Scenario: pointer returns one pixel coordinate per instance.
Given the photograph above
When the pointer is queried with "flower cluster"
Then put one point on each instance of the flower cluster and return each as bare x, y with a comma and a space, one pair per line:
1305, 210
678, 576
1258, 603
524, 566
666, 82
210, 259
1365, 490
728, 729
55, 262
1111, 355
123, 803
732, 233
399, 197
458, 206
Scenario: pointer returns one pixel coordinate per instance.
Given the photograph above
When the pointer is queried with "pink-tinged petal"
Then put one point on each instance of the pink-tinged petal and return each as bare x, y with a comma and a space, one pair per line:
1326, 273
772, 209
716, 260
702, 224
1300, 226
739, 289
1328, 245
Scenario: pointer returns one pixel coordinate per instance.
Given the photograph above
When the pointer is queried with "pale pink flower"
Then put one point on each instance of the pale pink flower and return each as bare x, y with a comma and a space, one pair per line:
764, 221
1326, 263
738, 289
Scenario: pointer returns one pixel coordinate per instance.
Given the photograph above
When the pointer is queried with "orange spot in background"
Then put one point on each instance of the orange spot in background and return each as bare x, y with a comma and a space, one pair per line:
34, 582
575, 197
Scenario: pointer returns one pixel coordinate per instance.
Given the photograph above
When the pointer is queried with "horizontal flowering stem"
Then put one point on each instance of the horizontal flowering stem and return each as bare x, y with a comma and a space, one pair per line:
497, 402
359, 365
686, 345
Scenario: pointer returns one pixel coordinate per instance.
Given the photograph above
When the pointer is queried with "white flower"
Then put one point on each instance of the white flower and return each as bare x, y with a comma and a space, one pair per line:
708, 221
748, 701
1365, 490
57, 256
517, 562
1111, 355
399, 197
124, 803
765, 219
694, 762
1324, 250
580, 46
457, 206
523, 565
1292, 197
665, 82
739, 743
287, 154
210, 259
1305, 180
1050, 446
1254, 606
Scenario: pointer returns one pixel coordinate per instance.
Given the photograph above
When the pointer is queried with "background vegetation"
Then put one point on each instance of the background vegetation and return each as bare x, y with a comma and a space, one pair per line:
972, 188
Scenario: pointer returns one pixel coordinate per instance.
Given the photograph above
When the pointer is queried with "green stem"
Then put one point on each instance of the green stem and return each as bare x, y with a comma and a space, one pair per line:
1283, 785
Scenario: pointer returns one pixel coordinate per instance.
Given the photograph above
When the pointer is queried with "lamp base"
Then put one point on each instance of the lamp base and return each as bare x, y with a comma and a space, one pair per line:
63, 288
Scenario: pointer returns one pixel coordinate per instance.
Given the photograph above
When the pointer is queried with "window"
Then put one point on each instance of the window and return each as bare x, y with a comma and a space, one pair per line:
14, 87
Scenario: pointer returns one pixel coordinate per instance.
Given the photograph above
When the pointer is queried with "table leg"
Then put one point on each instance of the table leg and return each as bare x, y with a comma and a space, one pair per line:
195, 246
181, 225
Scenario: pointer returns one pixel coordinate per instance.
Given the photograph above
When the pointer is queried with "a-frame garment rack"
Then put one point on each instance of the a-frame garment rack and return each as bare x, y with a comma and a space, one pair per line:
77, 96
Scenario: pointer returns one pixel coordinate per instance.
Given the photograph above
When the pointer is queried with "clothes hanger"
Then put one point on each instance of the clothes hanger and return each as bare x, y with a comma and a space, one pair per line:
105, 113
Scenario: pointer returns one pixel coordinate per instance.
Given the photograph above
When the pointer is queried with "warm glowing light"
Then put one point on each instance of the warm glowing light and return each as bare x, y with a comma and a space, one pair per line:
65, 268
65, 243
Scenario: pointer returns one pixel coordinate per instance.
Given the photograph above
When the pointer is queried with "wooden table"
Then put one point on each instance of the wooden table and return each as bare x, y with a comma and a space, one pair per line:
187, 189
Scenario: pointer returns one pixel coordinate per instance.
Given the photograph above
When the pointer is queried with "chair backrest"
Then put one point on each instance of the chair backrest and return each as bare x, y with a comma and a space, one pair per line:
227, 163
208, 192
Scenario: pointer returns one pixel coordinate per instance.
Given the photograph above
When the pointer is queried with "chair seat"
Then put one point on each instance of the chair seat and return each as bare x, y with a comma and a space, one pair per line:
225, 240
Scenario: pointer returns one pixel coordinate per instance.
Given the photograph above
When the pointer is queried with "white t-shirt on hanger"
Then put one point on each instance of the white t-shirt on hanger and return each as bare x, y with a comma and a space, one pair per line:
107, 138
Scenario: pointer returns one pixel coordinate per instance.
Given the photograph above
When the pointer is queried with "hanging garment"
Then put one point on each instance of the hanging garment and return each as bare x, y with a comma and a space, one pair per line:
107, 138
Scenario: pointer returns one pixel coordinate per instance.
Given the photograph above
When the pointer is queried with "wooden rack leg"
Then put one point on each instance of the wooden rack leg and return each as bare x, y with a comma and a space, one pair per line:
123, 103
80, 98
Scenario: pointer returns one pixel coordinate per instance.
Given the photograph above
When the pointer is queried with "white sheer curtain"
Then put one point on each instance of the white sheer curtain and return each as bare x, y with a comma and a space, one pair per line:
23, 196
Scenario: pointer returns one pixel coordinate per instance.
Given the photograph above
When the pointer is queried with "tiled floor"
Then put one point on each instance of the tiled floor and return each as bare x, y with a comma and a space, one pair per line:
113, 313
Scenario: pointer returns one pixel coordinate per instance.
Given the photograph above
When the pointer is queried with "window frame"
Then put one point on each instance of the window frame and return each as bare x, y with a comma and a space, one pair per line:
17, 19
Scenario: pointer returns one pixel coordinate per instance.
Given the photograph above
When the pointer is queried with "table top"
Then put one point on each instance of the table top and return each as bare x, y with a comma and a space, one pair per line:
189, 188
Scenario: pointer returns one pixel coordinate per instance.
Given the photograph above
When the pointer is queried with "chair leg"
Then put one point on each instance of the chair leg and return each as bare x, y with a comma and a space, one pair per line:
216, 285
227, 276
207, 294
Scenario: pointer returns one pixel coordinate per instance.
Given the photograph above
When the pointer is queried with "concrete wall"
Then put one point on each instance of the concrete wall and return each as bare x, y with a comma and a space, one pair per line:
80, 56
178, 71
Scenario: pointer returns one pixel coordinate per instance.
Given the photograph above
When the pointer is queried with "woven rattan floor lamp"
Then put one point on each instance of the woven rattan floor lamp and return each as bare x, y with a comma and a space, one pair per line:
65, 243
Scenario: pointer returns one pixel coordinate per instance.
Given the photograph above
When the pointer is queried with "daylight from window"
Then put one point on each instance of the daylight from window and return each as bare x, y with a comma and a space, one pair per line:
--------
| What you are asked to do |
Pick out every line of the material above that contains the word "base", and copy each of those lines.

| The answer |
When the pointer is queried with "lamp base"
Then put one point on each instance of the lamp base and return each as bare x, y with a comma and a space, one pair per line:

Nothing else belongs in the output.